▸ **EXERCISE MATERIAL**:
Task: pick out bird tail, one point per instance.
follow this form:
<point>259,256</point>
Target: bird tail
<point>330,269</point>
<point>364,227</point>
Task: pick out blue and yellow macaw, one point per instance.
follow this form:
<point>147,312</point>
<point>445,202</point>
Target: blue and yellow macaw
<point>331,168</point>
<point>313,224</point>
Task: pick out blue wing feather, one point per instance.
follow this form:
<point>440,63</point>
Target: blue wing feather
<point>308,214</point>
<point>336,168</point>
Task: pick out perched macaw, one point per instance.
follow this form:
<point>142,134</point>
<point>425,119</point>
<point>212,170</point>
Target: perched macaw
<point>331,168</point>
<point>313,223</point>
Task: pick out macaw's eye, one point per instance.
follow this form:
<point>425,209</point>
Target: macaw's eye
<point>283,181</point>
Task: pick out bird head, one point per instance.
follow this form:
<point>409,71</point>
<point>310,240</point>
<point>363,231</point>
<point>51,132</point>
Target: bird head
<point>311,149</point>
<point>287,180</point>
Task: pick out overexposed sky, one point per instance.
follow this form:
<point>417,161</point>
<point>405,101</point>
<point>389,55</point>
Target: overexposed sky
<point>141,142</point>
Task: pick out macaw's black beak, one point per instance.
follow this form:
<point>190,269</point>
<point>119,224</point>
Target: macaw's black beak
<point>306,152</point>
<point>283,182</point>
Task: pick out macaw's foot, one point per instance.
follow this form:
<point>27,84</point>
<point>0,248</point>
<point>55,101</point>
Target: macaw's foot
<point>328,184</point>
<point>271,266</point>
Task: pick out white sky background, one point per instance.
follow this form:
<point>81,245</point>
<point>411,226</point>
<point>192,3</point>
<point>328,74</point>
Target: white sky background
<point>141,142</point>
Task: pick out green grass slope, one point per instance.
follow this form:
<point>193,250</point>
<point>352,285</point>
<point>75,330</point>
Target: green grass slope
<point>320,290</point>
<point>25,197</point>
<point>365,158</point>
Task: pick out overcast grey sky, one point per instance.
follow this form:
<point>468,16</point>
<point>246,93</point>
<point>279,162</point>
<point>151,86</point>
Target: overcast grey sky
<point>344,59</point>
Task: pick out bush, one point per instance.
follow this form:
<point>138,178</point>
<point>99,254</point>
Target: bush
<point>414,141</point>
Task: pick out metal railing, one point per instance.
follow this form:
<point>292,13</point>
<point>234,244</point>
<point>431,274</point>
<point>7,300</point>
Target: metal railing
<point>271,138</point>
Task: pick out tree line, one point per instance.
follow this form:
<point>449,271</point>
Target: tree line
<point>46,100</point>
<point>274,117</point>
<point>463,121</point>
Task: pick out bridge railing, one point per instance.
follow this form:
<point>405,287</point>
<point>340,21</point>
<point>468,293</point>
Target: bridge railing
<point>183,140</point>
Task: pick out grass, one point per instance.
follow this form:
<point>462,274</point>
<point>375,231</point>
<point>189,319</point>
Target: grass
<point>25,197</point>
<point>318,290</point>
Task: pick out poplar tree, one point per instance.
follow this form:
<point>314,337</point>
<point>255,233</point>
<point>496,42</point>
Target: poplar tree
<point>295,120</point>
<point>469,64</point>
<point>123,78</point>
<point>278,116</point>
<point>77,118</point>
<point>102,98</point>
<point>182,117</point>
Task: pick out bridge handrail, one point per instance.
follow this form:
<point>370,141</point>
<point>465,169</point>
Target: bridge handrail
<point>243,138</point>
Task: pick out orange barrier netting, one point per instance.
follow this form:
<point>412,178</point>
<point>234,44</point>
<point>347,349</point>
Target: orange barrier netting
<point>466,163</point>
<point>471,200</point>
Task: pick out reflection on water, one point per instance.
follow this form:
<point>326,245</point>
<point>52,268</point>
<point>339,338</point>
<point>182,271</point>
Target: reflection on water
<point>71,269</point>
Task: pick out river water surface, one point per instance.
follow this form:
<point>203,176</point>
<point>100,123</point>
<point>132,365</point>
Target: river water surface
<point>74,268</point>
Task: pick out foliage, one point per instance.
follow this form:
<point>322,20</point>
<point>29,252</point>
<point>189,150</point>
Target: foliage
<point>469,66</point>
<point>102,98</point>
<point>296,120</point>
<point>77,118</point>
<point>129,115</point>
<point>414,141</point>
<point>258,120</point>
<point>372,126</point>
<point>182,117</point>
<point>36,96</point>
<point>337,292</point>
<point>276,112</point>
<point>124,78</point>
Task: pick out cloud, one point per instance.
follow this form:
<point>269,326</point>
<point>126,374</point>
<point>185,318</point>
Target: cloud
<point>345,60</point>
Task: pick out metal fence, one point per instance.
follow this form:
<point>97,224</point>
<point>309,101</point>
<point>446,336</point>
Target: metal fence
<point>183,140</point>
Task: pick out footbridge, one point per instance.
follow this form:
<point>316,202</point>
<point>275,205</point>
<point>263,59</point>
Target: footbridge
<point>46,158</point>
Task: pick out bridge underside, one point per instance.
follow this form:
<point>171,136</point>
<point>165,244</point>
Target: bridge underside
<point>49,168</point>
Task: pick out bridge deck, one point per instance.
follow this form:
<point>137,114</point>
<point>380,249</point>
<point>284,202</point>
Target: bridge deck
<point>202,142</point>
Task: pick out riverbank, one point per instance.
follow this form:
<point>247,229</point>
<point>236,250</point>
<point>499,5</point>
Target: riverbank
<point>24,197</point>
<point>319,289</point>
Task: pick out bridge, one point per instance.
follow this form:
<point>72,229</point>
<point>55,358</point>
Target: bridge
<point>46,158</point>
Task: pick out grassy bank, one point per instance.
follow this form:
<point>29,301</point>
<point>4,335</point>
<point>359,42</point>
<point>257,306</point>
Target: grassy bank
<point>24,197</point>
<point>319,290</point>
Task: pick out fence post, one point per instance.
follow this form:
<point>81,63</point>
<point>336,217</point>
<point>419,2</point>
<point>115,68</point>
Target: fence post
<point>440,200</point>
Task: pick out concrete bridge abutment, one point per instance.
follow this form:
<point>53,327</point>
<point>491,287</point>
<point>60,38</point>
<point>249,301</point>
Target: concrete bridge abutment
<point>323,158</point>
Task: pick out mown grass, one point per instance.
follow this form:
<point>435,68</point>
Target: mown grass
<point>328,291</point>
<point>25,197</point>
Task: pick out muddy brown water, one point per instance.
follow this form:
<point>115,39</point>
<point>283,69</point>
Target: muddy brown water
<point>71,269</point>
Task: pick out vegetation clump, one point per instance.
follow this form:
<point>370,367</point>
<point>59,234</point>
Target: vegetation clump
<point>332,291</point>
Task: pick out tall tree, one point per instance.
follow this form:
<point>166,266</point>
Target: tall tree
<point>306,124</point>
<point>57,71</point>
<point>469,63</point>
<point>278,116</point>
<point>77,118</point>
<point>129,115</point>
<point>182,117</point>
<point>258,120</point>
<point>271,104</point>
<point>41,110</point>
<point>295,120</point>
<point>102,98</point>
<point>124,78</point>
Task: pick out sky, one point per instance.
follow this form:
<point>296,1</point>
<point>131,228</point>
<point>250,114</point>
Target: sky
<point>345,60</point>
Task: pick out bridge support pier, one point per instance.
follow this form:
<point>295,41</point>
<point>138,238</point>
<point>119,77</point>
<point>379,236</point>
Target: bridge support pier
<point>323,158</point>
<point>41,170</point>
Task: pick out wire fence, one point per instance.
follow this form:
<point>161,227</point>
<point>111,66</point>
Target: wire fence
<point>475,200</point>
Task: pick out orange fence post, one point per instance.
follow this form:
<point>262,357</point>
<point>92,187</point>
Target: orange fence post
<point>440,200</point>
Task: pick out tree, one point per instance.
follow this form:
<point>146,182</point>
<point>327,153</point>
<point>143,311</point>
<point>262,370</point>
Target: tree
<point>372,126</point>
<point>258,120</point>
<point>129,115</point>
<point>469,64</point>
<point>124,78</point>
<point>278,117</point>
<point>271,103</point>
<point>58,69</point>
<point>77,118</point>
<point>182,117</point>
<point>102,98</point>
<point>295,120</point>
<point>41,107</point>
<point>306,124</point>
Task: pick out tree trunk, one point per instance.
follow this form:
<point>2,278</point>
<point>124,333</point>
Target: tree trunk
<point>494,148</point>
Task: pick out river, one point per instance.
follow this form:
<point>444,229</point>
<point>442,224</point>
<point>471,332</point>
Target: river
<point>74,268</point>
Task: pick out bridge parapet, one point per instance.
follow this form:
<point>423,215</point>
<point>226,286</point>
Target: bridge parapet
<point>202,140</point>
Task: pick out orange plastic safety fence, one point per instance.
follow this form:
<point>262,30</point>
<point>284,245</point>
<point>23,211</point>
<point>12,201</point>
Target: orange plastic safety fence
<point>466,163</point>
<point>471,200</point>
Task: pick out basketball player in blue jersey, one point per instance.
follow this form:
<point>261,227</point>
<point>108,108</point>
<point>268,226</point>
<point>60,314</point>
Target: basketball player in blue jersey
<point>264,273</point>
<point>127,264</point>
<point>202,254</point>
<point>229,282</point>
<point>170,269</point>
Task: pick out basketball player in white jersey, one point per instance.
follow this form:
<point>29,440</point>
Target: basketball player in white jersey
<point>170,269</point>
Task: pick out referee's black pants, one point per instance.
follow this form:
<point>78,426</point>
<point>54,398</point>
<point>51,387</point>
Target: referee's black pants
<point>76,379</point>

▸ **TASK**: From the entries above, give again exactly the lines running from the line with "Target: white sky background" to the line with "<point>468,16</point>"; include both of those lines.

▸ **OUTPUT OF THE TASK**:
Target: white sky background
<point>141,142</point>
Task: pick out green grass slope, one point per instance.
follow this form:
<point>193,250</point>
<point>352,285</point>
<point>75,330</point>
Target: green grass slope
<point>320,290</point>
<point>25,197</point>
<point>365,158</point>
Task: pick out overcast grey sky, one point per instance.
follow this form:
<point>468,16</point>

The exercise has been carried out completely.